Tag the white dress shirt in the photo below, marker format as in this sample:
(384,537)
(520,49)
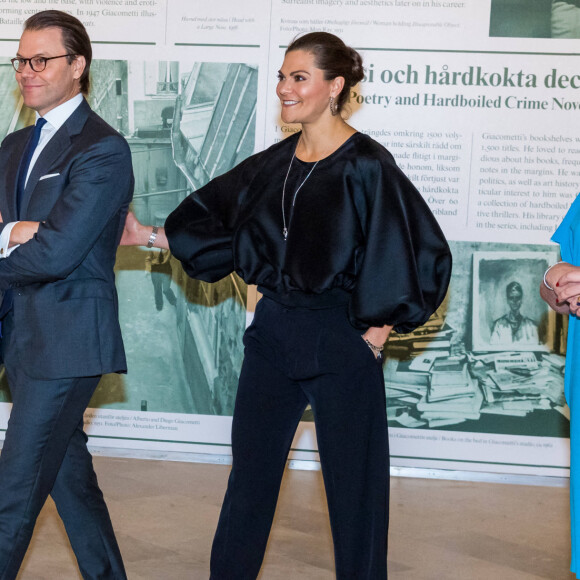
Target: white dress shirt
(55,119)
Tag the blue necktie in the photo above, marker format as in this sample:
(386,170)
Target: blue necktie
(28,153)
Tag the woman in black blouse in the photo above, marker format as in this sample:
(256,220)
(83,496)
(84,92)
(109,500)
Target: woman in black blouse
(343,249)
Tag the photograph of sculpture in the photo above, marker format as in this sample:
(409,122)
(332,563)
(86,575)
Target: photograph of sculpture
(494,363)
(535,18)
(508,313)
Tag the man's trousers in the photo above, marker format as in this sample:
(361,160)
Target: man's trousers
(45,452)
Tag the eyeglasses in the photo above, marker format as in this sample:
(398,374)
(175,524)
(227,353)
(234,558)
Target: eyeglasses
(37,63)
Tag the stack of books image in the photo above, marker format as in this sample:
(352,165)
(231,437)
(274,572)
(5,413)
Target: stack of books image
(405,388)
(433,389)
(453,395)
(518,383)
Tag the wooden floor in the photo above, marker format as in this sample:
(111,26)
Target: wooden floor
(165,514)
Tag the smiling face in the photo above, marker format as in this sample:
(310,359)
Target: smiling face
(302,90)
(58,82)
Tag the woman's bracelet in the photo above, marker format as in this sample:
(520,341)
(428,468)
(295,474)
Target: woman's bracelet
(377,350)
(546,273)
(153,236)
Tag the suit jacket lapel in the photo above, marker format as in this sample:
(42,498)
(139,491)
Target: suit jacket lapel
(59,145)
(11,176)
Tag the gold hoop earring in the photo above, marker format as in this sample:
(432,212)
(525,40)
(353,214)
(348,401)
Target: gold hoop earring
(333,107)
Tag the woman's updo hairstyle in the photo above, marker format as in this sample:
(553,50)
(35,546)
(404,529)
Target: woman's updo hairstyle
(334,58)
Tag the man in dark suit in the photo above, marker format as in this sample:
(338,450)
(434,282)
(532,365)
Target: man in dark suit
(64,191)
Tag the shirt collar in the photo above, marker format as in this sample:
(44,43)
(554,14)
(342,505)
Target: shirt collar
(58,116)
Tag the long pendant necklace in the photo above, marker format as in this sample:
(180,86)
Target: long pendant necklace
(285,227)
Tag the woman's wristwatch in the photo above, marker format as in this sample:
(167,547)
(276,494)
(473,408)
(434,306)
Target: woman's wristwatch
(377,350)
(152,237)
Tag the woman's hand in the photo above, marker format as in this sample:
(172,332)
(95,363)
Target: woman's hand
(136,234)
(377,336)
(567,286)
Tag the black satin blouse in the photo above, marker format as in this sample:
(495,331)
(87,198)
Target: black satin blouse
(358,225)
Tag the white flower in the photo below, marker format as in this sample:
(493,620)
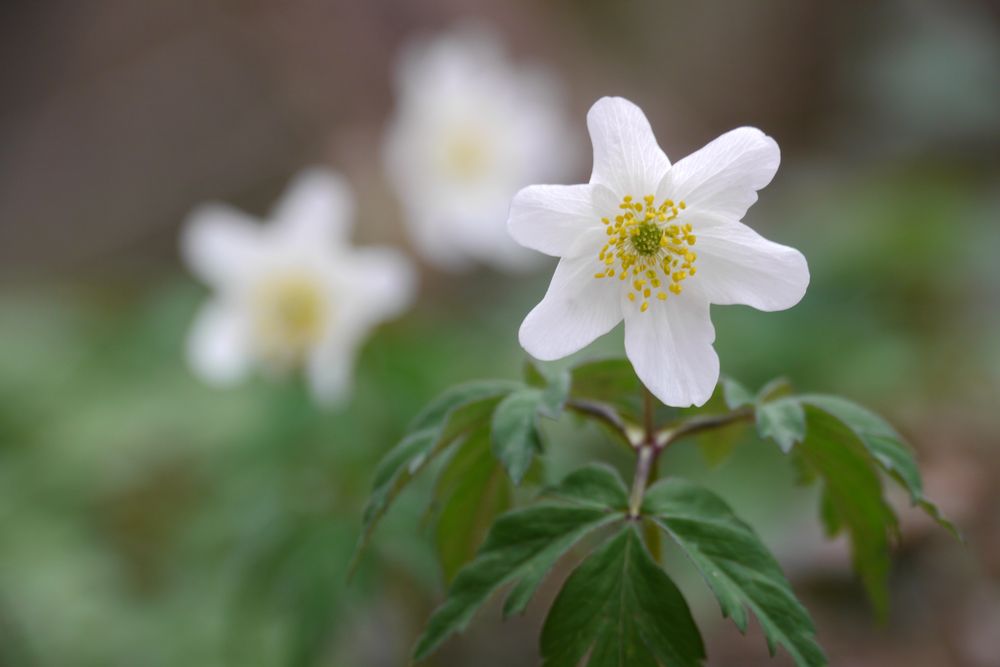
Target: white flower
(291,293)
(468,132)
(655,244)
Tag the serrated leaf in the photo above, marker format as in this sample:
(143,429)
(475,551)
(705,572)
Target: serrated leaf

Short exercise - Rewrite all the rows above with every "marker format" replaced by "point format", changing nothing else, and leave out the pictures.

Result for this exercise -
Tag the white dress shirt in the photo below, point format as in this sample:
(384,537)
(520,49)
Target: white dress shirt
(55,119)
Tag the blue necktie in the photo above, point format as in this sample:
(386,170)
Target: blue necktie
(28,153)
Tag the woman in black blouse in the photo above, point format as in this sample:
(256,220)
(83,496)
(84,92)
(109,500)
Target: woman in black blouse
(343,249)
Tag the photograph of sculpture in the photo above, point format as in this sample:
(409,122)
(332,563)
(86,575)
Target: photograph of sculpture
(494,363)
(535,18)
(508,313)
Tag the man's trousers in the photo above, point format as in this sample:
(361,160)
Target: man's trousers
(45,452)
Tag the eyeglasses in the photo above, point format as in this sample:
(398,374)
(175,524)
(227,353)
(234,558)
Target: eyeglasses
(37,63)
Tag the stack of books image in the photo above, point format as in this sample:
(352,165)
(231,437)
(274,572)
(5,413)
Target: stack of books image
(405,388)
(433,389)
(453,395)
(518,383)
Tag the wooden floor in the photo above, point format as in this sample:
(111,26)
Target: wooden floor
(165,514)
Tag the smiling face in the photo above, point format as in this sample:
(310,359)
Target: smiling face
(302,90)
(58,82)
Tag the woman's bracelet in the photo above, point format as in this sample:
(520,341)
(428,468)
(295,474)
Target: woman's bracelet
(377,350)
(546,273)
(153,236)
Tag the suit jacket lapel in the photo above, point format as in this sample:
(42,498)
(139,491)
Target: suit jacket lapel
(59,145)
(11,176)
Tag the gold hoop earring in the photo above, point format as in this sample:
(432,212)
(525,40)
(353,214)
(348,401)
Target: gold hoop earring
(333,107)
Tag the woman's updo hairstyle in the photo above, point format as in this sample:
(553,50)
(35,546)
(404,529)
Target: woman's updo hairstyle
(334,58)
Tag the man in dark suit in the photo above, point format as in this sample:
(338,450)
(434,282)
(532,365)
Target: man in dark suit
(64,191)
Tag the shirt collar in the photo above, point format as in this sample:
(44,43)
(554,14)
(342,505)
Target: shirt collar
(58,116)
Tag the long pendant necklace in the photo above, point format as in this sample:
(180,86)
Target: long pendant necklace
(285,227)
Tag the woman's wristwatch in the photo above, point format as in this sample:
(167,547)
(276,494)
(473,408)
(434,306)
Target: woman's wristwatch
(377,350)
(152,237)
Tag the woman's hand in the photo above, point format as in this sample:
(172,332)
(95,363)
Target: woman's hand
(136,234)
(377,336)
(567,286)
Tag the black satin blouse in the photo above, point format as in this sample:
(495,331)
(87,198)
Target: black satin blouse
(358,225)
Tag the white flower in the photo below, point format as in this sample:
(493,620)
Target: white flower
(291,293)
(468,132)
(655,244)
Tag the serrated leaf in the photo above, point format as in this sample:
(143,429)
(475,551)
(705,572)
Target: serrated leaf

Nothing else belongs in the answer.